EXERCISE GOAL — Please edit the records from the line containing "Question. Point out every instance of the white cloud" through the end of the records, replacing "white cloud" with "gray cloud" and leaving everything else unchanged.

ENTRIES SHOWN —
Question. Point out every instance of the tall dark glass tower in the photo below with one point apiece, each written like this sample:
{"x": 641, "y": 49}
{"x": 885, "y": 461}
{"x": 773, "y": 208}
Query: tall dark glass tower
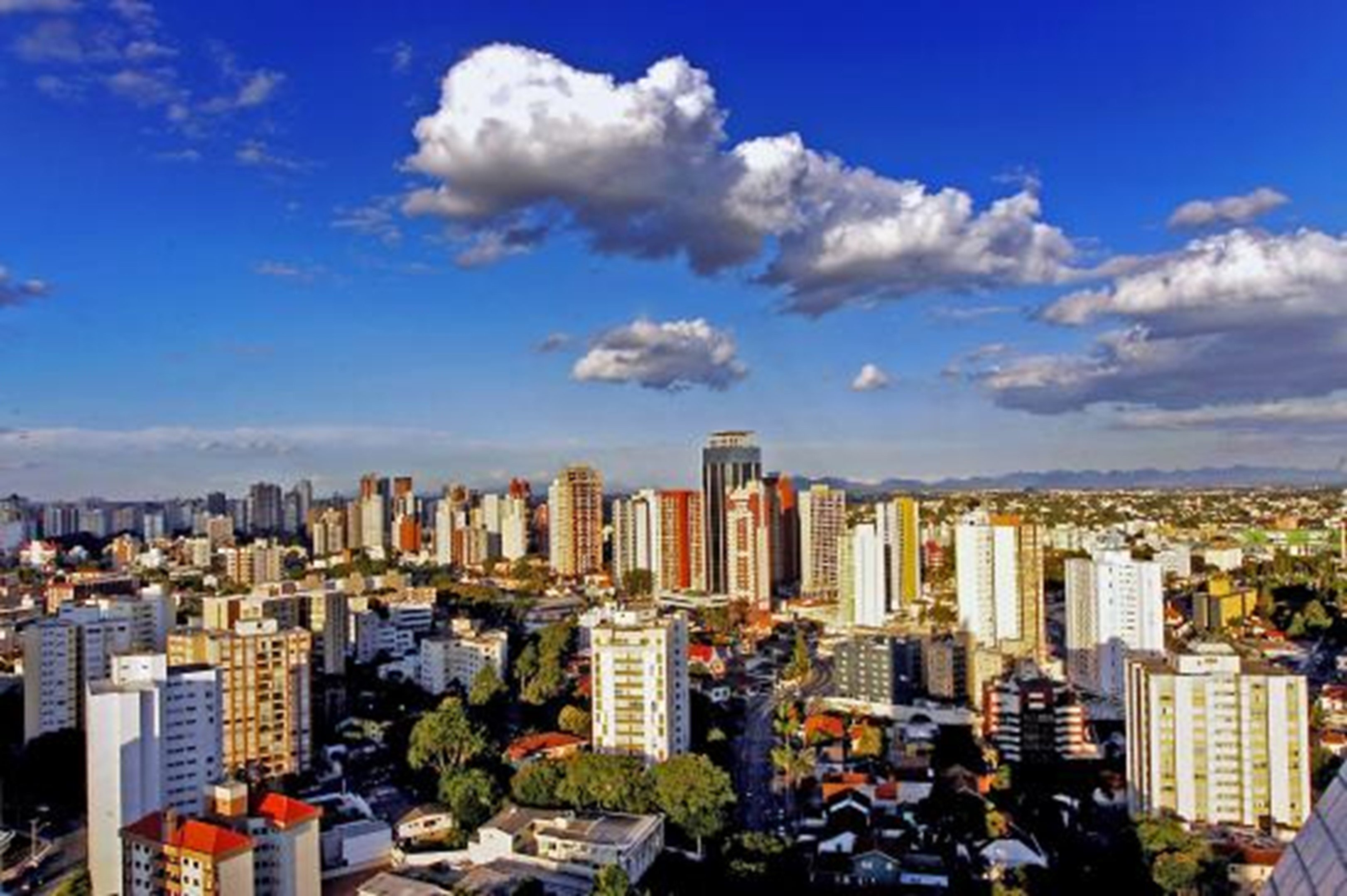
{"x": 729, "y": 460}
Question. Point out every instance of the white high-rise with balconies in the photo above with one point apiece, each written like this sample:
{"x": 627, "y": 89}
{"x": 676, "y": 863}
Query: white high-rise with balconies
{"x": 154, "y": 744}
{"x": 1116, "y": 607}
{"x": 640, "y": 684}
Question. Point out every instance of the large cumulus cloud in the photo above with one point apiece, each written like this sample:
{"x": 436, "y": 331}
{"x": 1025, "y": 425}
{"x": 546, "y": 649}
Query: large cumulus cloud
{"x": 670, "y": 356}
{"x": 526, "y": 143}
{"x": 1238, "y": 317}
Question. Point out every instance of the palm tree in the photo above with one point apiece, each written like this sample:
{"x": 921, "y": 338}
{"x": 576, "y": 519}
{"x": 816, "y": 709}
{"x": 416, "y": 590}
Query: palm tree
{"x": 795, "y": 766}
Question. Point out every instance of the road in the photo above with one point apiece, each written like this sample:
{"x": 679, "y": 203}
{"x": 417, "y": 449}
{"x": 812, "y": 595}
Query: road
{"x": 753, "y": 773}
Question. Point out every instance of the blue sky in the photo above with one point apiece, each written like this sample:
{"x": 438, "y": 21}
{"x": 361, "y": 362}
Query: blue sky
{"x": 212, "y": 272}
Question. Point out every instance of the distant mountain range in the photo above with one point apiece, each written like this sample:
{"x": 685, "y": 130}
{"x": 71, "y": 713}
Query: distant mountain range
{"x": 1201, "y": 477}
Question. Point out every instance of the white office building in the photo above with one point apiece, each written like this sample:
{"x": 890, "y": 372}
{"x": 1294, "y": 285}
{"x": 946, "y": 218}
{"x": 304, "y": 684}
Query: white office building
{"x": 460, "y": 657}
{"x": 154, "y": 744}
{"x": 1116, "y": 607}
{"x": 1217, "y": 739}
{"x": 863, "y": 577}
{"x": 640, "y": 685}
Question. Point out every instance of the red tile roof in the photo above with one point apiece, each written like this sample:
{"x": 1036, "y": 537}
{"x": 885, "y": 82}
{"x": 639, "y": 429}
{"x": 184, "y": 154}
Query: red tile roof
{"x": 285, "y": 812}
{"x": 192, "y": 836}
{"x": 531, "y": 744}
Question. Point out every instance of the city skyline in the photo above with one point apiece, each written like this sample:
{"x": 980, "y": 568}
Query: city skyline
{"x": 914, "y": 250}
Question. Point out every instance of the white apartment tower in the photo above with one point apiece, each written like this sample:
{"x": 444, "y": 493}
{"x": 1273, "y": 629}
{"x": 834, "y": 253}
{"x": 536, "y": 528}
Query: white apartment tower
{"x": 640, "y": 684}
{"x": 863, "y": 577}
{"x": 1218, "y": 740}
{"x": 636, "y": 537}
{"x": 154, "y": 744}
{"x": 999, "y": 573}
{"x": 1114, "y": 607}
{"x": 822, "y": 529}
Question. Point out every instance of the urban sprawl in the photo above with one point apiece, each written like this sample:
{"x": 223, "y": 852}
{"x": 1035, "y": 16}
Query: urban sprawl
{"x": 759, "y": 684}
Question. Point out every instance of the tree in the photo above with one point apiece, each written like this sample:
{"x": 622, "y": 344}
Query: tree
{"x": 612, "y": 880}
{"x": 871, "y": 743}
{"x": 445, "y": 739}
{"x": 537, "y": 785}
{"x": 696, "y": 794}
{"x": 1176, "y": 872}
{"x": 799, "y": 666}
{"x": 471, "y": 795}
{"x": 639, "y": 584}
{"x": 612, "y": 783}
{"x": 573, "y": 720}
{"x": 487, "y": 686}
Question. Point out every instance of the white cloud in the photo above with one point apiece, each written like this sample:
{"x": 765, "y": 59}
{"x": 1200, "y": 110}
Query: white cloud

FINISHED ANSWER —
Question. Point out every instance of the gray cloud in the photo above with one point apiece, each written like this sample:
{"x": 765, "y": 59}
{"x": 1200, "y": 110}
Query: gray cloud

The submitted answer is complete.